Suffice to say that were I writing a book about it, I'd title it _You Like Me._ _Right Now, You Really Like Me_. The subtitle would be: _The Emptiness of Achievement, Validation and Acceptance Acquired and Given Through Social Media. _(Folks who remember Sally Field's Oscar acceptance speech will understand the connection -- 



 -- the rest will have to read the book. LOL.)

I'm headed toward seniority, but even in my day, we had phones and phones were an important tech in everyone's life. In my time, however, if nobody answered the phone, there were only a few reasons why:

The line was busy (because they were on the phone or because they took it off the hook)
Nobody was home
They were occupied and couldn't answer when you called
People understood that you might have more going on in your life than waiting for the phone to ring, or as it is to day, the next text, tweet, update or email. (To tell you the truth, it was a good thing to be unavailable from time to time. That was how folks could tell you actually had a life and you gained respect as a result of that. LOL. "Oh, I'm sorry I missed your call. I was... [doing whatever].") I understand that the tech has changed; I see a good reason for why the nature of human interaction got altered with it. Now why it is that one who experiences the modern equivalent of an unanswered phone would feel shunned is beyond me. It strikes me as momentously insecure for them to feel that way.

DATA SECTION:
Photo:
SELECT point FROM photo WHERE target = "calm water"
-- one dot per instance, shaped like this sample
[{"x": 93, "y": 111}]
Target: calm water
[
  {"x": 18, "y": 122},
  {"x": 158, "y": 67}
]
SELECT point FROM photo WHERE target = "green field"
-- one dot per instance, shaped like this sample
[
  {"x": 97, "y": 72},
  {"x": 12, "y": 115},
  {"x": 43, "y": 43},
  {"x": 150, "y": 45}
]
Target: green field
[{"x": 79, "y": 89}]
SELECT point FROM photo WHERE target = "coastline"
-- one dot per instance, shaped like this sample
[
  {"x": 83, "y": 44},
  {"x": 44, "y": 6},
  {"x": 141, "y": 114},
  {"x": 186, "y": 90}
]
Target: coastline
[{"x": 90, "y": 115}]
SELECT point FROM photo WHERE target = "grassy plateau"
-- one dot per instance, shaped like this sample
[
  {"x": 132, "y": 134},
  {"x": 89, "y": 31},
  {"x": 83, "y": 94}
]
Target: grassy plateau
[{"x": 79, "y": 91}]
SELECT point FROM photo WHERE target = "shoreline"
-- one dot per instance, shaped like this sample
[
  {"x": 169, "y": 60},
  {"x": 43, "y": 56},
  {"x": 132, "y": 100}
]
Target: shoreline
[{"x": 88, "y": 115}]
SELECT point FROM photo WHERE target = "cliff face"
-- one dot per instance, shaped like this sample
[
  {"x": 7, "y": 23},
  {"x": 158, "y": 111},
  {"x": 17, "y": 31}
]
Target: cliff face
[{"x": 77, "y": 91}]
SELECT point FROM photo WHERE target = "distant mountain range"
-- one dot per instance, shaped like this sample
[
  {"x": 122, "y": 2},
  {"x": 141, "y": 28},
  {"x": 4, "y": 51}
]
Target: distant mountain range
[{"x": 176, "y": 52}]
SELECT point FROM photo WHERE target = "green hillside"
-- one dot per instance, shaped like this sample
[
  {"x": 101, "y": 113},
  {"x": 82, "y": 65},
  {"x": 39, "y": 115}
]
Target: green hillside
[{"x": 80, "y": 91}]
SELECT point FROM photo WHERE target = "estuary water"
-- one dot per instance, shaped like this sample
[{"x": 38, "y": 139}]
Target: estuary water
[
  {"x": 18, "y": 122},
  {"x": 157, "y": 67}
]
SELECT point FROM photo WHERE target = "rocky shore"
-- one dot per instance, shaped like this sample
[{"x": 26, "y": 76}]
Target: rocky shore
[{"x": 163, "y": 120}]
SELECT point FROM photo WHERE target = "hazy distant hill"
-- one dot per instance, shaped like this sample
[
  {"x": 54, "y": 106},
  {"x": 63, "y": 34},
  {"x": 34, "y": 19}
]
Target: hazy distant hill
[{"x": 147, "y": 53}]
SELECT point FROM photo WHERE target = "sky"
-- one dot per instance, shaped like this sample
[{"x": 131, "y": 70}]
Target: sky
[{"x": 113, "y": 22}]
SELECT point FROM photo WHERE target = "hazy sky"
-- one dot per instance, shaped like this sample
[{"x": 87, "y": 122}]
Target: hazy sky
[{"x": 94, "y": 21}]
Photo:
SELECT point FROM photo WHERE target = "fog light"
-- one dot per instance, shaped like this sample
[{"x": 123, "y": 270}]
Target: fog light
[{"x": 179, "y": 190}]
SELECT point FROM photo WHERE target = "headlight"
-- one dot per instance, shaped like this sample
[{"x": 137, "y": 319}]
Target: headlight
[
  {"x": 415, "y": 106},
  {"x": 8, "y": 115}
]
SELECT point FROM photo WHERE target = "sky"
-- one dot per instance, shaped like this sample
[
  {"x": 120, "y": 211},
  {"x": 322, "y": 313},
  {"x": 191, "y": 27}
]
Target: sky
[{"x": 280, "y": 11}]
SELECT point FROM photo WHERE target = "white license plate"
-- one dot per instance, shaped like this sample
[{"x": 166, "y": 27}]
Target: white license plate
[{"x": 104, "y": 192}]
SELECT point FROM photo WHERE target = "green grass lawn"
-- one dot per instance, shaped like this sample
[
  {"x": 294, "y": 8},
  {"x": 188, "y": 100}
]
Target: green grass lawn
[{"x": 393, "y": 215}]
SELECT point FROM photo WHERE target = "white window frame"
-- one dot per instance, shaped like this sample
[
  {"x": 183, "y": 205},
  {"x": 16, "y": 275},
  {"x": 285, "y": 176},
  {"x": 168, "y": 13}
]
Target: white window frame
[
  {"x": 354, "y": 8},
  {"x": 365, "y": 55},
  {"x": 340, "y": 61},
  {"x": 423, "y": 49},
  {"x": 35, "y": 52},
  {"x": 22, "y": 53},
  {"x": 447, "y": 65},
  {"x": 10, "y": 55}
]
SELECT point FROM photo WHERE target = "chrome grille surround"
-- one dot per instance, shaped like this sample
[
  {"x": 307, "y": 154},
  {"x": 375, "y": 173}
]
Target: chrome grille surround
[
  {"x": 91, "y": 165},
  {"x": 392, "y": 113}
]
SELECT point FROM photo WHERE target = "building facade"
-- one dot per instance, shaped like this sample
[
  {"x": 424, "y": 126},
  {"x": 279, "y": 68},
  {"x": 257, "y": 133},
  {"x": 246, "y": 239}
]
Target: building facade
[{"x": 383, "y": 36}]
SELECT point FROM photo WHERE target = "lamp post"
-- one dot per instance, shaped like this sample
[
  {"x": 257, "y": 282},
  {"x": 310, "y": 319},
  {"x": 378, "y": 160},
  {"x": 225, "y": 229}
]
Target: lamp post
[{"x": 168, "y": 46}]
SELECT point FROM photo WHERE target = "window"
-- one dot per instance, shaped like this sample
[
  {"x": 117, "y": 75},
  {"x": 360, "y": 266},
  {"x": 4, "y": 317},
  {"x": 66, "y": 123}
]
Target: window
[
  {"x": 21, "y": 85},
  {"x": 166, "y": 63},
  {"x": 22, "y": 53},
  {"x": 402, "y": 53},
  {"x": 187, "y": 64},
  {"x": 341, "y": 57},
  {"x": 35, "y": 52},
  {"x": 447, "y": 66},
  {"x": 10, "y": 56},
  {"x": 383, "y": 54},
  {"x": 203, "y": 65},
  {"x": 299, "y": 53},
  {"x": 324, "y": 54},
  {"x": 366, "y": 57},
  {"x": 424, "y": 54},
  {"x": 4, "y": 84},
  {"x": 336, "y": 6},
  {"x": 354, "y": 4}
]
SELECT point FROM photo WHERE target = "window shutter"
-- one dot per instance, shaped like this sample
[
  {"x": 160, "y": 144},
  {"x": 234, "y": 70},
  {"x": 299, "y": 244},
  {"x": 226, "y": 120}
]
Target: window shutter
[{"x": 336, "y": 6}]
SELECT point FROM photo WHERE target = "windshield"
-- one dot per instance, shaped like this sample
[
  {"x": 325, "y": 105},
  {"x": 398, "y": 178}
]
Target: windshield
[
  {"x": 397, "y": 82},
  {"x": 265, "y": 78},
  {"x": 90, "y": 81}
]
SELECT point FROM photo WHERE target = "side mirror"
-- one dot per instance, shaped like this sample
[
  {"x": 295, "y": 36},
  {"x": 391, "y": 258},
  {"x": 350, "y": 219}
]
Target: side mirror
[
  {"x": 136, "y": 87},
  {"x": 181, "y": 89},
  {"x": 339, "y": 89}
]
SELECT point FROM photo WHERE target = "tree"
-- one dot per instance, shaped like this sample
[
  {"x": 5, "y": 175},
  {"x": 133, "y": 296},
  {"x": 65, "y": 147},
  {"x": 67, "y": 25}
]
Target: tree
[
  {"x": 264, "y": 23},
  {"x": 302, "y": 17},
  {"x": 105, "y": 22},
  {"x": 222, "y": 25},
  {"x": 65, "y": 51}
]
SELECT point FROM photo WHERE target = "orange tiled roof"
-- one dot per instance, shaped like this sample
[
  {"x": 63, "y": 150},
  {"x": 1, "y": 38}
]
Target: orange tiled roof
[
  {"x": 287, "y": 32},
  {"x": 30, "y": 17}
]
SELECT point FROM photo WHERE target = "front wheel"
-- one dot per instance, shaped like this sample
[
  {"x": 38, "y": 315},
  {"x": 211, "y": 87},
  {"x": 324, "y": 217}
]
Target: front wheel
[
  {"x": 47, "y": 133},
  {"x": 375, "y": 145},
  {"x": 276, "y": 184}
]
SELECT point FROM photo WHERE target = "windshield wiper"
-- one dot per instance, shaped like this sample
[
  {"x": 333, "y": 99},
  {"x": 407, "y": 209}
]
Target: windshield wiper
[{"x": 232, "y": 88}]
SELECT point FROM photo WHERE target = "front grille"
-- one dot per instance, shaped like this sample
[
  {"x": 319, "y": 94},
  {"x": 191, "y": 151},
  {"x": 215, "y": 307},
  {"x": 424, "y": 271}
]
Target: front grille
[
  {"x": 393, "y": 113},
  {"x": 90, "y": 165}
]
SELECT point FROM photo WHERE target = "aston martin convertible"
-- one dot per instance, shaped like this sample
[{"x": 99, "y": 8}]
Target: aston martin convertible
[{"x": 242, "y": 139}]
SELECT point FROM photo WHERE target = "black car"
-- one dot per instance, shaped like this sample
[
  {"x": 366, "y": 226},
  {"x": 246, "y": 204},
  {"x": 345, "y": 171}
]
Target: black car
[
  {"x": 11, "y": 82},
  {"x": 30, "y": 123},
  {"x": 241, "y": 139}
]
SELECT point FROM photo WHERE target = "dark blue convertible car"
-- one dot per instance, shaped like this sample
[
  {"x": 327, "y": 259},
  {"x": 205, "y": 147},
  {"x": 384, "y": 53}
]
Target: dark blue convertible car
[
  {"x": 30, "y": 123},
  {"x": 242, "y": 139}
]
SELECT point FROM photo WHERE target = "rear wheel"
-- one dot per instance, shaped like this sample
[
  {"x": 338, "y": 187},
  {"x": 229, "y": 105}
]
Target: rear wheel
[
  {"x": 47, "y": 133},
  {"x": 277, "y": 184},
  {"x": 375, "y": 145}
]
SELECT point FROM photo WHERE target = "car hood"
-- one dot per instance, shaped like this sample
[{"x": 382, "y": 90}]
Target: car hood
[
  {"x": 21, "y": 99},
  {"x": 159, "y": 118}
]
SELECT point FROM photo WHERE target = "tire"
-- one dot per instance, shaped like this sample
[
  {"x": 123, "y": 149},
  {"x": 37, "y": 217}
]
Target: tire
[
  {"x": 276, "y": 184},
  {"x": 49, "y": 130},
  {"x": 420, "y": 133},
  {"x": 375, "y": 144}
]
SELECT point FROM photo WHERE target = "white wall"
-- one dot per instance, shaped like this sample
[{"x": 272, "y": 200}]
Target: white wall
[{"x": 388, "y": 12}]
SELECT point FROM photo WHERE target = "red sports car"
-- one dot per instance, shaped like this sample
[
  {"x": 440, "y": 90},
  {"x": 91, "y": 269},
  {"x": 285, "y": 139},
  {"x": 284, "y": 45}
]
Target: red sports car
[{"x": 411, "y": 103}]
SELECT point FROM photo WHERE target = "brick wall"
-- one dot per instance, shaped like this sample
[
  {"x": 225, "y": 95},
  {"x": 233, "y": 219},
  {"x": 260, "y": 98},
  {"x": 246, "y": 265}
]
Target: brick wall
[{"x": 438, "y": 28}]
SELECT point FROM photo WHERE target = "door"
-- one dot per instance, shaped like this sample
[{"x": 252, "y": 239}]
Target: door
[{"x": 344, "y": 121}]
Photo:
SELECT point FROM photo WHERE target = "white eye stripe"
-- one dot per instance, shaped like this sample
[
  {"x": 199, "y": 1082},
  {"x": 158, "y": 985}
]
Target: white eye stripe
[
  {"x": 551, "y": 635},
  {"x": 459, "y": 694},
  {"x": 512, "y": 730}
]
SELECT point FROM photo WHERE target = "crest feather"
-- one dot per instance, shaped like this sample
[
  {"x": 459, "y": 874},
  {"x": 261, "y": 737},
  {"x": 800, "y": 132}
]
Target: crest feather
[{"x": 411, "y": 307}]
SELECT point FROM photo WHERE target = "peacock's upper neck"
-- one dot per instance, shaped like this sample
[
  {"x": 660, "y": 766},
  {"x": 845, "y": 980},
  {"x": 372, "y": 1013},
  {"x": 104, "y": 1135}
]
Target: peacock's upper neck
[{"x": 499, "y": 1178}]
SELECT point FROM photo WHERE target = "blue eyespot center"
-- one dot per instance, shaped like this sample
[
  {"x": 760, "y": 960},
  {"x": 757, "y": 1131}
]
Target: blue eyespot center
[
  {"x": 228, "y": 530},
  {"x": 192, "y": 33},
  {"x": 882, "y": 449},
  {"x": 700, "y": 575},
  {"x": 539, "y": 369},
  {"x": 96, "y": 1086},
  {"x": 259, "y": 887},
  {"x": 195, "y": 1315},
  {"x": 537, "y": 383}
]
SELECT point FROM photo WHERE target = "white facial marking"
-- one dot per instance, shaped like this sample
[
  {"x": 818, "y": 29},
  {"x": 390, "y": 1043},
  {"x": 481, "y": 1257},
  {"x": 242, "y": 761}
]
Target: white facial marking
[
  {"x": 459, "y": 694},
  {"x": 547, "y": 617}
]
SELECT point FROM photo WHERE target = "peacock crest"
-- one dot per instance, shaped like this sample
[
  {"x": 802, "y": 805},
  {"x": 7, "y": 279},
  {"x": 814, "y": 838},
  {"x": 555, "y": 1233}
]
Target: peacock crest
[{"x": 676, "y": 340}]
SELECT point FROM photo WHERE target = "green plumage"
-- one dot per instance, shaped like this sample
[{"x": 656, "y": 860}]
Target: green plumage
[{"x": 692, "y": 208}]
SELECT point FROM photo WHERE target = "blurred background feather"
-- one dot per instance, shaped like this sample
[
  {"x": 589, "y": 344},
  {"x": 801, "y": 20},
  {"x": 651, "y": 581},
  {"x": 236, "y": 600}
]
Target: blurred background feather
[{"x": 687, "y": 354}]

TASKS FOR THIS EXERCISE:
A. In the piece on unanswered phone calls and social media, what title would the writer give a book about the subject?
B. Continue the piece on unanswered phone calls and social media from its last sentence.

RESULTS OF THE EXERCISE:
A. You Like Me. Right Now, You Really Like Me

B.
My kids (17 - 21 years old) have told me on so many occasions "I have to take this." Or they've said, "Hang on. I have to reply to so and so." I'll just say that my kids now have their priorities in line and will not ever say something like that to me again. Whomever they are communicating with will wait or go straight to voice mail or whatever. If they feel shunned, well, so be it. They will wait until I'm done because the one thing they don't want to do is tick me off and have me respond to them. A few of my kids' friends have heard from me that 

my children have a life,
it does not revolve around their friends,
friends will patiently wait their turn to have some of my kids' time and attention, and
it is still within my power to bring an end to the relationship if they cannot abide by my rules.
I'm very "old school" in that regard. Other people's kids can be what they want to be, but they will not disrespect me or my kids so long as I'm providing for them. There's just no flexibility on that. Period.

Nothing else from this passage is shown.